*Given problem*: Would you extract the whole listing below and retype it exactly?

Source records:
|---|

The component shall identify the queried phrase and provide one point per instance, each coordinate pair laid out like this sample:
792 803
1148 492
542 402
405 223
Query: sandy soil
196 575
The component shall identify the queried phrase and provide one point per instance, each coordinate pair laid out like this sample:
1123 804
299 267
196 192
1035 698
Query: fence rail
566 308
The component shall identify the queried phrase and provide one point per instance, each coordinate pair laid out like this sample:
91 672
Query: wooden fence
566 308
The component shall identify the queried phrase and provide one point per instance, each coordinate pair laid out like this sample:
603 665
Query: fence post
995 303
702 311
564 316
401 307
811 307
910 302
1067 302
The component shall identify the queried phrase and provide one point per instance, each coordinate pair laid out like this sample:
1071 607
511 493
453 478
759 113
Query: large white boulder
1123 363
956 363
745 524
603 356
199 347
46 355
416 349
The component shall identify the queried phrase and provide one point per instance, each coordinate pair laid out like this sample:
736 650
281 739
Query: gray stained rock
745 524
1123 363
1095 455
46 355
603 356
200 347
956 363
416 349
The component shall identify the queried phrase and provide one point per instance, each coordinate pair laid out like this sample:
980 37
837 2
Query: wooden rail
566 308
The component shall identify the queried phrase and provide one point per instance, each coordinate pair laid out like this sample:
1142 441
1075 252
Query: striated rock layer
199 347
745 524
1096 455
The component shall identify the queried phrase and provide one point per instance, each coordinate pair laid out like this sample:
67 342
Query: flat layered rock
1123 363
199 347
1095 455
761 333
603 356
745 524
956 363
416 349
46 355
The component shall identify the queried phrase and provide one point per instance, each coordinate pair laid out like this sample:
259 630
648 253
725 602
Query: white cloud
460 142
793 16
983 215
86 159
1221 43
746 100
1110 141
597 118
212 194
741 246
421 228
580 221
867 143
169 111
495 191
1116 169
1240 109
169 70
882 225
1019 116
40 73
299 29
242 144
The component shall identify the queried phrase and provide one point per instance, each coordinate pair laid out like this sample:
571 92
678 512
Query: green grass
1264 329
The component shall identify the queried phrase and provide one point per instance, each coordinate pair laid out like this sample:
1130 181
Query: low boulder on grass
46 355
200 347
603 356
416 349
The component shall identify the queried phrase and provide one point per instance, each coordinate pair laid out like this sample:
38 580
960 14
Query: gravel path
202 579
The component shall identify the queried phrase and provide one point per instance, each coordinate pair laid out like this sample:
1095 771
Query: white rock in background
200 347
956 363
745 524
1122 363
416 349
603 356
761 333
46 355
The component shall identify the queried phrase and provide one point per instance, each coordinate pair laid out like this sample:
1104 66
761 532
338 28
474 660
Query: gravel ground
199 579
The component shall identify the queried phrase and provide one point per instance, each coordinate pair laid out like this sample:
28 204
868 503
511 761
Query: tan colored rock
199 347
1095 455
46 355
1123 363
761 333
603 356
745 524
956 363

|---|

*Right answer*:
The component shall identify the queried phrase and provide one point per instance, each coordinate pair laid out like this sample:
792 803
1148 492
542 402
405 223
Query: sandy soil
196 575
The component shall identify the queried phrase and provide one point per instance, each coordinate pair laid out like this sample:
1123 804
299 267
196 192
1035 698
Query: fence rail
566 308
The component shall identify the queried phrase and provide one point per instance, each coordinate pair laid out like this sample:
91 672
Query: wooden fence
566 308
The component shall identify the queried phrase and provide one point per instance, each coordinate pair laid out like this sample:
603 665
Query: fence post
995 303
702 311
564 316
401 307
811 307
910 302
1067 302
The component shall identify the queried phrase and provide one point per instance, each coordinate pair laid out like this sample:
1071 607
511 493
453 478
759 113
Query: large white boulder
1123 363
956 363
745 524
603 356
199 347
46 355
416 349
The component shall identify the queried phrase and provide one point per instance, each coordinate pair laid out like this sample:
736 650
281 739
Query: gray stained rock
745 524
1123 363
1095 455
46 355
603 356
200 347
956 363
416 349
The component shall identify the queried phrase and provide one point per instance, each coordinate pair laid out like this sample:
980 37
837 2
Query: wooden rail
566 308
The component shall identify the queried phrase and provide one point per instance, each coordinate pair laid out like this sample:
1142 441
1075 252
Query: striated rock layer
199 347
745 524
1096 455
The component shall identify the queried phrase and provide one point per instance, each coordinate pair laid out like this sample:
67 342
Query: flat layered rock
1123 363
199 347
1095 455
761 333
603 356
745 524
956 363
416 349
46 355
The component shall identify the queried phrase and provide one point per instance, each coordinate pair laid out like this sample:
259 630
648 253
725 602
Query: white cloud
460 142
793 16
983 215
86 159
1221 43
746 100
1110 141
597 118
212 194
741 246
421 228
580 221
867 143
169 111
495 191
1116 169
1240 109
169 70
882 225
1019 116
40 73
299 29
242 144
The component shall identify the queried phrase and provide one point per instance, each coordinate pair laid out like this sample:
571 92
678 512
Query: green grass
1264 329
The component shall identify the queried phrase and provide one point per instance, each coordinate pair laid out like this sample:
1130 181
Query: low boulder on grass
46 355
200 347
603 356
416 349
The component shall identify the queried phrase and provide one point per instance, each coordinate pair laid out like this sample:
38 580
960 14
Query: gravel path
202 579
The component shall identify the queried phrase and provide one point per instance, each coordinate pair laid out like this sample:
1095 771
Query: white rock in background
200 347
956 363
745 524
1122 363
416 349
603 356
761 333
46 355
The component shall identify the queried phrase and provide one point per instance, each coordinate pair laid out like this sample:
1104 66
761 532
338 28
474 660
Query: gravel ground
199 579
The component shall identify the queried phrase and provide one point per instance, each coordinate pair laid out like this sample:
28 204
868 503
511 761
Query: tan colored rock
199 347
1095 455
46 355
1123 363
761 333
603 356
745 524
956 363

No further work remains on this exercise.